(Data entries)
•••••
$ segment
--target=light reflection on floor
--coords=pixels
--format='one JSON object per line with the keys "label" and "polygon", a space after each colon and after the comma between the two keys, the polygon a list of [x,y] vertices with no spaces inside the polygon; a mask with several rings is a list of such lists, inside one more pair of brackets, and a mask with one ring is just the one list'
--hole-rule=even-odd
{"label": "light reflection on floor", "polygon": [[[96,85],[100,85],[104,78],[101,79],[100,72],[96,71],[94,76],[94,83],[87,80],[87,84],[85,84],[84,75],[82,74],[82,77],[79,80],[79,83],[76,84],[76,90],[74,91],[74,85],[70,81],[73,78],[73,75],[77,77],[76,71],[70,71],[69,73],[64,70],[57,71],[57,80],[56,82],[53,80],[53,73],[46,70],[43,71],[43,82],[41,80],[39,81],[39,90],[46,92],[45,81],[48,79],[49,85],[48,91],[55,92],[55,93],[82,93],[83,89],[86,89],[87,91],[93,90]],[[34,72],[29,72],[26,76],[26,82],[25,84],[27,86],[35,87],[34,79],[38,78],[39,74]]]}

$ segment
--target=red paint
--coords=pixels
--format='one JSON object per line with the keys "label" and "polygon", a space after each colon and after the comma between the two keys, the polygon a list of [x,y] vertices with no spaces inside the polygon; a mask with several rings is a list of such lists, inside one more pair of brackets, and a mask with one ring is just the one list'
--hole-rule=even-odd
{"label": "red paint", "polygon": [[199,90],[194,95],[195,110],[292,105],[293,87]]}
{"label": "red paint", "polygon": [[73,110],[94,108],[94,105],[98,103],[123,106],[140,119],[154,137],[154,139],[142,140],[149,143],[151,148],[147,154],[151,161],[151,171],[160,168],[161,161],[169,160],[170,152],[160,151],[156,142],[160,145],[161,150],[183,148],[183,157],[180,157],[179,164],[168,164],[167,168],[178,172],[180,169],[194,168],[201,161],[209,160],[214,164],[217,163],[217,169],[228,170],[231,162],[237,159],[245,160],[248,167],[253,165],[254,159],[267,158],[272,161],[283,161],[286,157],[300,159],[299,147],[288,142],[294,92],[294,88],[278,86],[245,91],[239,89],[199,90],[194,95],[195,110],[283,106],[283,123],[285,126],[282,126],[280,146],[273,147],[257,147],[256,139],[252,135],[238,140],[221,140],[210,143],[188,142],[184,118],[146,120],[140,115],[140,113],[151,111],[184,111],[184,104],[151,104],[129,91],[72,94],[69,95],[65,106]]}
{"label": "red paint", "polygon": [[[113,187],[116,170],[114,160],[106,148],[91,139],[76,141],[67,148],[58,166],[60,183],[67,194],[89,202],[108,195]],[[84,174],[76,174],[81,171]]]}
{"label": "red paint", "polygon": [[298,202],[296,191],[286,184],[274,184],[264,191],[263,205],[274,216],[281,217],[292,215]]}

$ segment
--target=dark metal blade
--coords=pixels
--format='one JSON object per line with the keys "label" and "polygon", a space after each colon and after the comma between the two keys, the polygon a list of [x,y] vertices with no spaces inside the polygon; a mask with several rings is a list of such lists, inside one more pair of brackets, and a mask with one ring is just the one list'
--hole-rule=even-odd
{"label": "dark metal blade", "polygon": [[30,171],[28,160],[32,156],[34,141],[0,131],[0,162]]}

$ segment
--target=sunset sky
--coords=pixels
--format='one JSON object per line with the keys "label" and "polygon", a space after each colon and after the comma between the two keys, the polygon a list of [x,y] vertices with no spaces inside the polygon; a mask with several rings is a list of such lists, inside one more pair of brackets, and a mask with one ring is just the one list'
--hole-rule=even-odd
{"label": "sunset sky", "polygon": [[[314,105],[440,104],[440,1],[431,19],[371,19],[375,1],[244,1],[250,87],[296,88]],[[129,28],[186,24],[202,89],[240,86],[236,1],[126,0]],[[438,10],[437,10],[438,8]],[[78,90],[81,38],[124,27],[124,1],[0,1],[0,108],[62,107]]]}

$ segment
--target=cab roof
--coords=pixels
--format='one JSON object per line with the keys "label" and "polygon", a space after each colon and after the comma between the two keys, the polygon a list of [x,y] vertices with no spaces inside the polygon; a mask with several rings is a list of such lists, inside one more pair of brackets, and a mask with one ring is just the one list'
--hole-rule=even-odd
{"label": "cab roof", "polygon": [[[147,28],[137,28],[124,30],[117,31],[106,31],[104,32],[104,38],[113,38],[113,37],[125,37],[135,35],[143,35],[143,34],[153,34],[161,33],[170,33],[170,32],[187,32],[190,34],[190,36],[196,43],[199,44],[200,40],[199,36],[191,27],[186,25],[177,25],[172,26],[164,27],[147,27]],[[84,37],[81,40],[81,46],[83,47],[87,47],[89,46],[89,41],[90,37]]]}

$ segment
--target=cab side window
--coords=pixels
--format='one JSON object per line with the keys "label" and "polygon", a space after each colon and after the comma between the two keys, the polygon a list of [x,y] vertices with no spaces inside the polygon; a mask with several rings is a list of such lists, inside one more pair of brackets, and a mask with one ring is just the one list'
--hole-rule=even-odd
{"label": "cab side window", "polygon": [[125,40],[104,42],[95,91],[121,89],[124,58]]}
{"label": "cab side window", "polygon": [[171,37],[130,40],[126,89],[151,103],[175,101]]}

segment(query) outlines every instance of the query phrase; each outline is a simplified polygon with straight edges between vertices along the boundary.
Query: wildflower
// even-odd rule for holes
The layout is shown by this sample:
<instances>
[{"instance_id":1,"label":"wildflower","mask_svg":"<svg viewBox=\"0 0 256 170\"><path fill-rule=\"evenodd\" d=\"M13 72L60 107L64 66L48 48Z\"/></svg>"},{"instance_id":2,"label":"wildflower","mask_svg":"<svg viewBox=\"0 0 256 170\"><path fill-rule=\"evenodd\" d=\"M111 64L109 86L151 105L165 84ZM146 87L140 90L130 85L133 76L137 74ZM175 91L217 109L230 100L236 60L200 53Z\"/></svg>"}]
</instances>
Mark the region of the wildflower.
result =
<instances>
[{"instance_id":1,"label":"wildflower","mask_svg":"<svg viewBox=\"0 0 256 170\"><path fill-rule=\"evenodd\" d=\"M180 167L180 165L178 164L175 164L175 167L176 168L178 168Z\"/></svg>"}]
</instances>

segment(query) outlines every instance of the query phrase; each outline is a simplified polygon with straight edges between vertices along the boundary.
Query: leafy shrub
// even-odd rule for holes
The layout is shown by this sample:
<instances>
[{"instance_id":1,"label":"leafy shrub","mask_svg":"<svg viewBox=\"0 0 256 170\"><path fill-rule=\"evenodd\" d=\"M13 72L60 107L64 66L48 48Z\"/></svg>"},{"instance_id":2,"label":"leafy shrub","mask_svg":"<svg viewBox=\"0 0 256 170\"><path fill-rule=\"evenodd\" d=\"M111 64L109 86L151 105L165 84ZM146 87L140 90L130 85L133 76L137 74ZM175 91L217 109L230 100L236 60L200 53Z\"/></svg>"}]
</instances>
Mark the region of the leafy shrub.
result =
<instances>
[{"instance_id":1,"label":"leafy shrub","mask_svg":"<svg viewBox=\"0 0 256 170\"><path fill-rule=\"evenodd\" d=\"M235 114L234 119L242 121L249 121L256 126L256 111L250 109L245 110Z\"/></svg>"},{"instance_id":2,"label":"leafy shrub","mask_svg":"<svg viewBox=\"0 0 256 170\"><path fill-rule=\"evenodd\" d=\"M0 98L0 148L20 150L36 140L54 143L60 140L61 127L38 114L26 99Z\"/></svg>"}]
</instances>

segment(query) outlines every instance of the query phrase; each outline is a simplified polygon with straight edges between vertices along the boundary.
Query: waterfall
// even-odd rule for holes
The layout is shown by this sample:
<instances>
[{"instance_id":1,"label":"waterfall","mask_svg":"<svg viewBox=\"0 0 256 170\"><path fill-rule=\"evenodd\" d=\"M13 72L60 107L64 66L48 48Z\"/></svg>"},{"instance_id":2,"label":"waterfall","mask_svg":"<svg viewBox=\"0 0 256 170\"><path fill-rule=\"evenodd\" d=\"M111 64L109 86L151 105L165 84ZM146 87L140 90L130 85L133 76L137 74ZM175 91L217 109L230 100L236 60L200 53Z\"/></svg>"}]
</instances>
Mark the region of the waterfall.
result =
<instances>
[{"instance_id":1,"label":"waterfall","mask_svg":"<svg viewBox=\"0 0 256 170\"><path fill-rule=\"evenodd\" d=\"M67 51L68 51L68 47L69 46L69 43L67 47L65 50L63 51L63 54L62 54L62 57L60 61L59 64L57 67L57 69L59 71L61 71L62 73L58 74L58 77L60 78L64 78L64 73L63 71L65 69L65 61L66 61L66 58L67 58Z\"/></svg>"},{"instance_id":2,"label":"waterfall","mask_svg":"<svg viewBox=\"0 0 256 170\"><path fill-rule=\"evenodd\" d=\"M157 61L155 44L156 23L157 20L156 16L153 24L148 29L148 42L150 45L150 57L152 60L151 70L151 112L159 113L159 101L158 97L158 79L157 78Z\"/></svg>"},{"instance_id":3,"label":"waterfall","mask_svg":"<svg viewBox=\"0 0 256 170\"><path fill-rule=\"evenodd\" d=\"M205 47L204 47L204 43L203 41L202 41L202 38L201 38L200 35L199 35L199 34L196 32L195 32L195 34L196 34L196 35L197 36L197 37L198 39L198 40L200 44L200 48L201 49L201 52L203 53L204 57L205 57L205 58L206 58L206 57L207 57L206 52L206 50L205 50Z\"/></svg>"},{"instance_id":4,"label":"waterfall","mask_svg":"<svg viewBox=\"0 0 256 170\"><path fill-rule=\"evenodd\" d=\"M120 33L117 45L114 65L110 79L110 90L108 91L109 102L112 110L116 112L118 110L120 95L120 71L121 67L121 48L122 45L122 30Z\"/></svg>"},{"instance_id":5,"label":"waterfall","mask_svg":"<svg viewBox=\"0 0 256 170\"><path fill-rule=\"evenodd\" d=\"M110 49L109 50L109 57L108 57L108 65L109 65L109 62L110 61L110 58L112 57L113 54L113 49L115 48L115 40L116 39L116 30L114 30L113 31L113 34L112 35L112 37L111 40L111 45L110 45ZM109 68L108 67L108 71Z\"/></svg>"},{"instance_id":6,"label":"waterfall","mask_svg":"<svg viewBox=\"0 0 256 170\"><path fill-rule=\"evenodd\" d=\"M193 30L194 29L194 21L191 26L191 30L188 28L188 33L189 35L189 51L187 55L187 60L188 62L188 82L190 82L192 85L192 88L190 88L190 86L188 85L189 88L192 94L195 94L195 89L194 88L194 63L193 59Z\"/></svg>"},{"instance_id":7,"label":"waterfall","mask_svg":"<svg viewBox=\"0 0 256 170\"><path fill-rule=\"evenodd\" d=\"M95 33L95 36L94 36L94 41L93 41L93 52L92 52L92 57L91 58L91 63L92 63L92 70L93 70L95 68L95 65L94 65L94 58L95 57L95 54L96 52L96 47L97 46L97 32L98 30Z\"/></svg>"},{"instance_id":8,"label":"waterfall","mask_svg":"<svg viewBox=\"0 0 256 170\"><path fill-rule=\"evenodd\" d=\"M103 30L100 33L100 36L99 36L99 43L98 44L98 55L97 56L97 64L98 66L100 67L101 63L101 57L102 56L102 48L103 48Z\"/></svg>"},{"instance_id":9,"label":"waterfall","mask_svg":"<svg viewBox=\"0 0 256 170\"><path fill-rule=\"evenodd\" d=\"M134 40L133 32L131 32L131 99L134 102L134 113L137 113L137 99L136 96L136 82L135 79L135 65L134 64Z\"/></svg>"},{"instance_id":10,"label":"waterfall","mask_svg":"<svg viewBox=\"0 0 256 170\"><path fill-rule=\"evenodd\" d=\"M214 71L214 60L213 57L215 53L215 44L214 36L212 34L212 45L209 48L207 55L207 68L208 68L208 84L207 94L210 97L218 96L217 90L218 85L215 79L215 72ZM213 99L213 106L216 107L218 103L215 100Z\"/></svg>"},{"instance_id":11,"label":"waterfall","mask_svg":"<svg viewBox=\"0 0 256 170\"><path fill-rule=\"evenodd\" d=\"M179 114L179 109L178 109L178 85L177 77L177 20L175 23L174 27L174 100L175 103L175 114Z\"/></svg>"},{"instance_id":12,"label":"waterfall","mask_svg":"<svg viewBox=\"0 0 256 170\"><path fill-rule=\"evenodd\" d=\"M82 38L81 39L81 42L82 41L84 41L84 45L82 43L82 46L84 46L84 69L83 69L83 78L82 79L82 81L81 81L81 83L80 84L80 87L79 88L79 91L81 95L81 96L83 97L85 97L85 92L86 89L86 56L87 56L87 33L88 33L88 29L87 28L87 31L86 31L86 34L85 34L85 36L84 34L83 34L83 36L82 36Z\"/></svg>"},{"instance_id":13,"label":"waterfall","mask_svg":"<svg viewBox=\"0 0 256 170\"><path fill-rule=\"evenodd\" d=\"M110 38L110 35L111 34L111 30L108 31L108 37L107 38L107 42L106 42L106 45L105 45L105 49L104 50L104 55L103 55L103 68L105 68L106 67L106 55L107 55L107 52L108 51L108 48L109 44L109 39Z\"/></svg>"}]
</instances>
•••••
**The problem**
Pick out every line in the entries above that contains the word "region", and copy each of those lines in full.

**Correct result**
Mark the region of the wildflower.
Mark the region of the leafy shrub.
Mark the region of the waterfall.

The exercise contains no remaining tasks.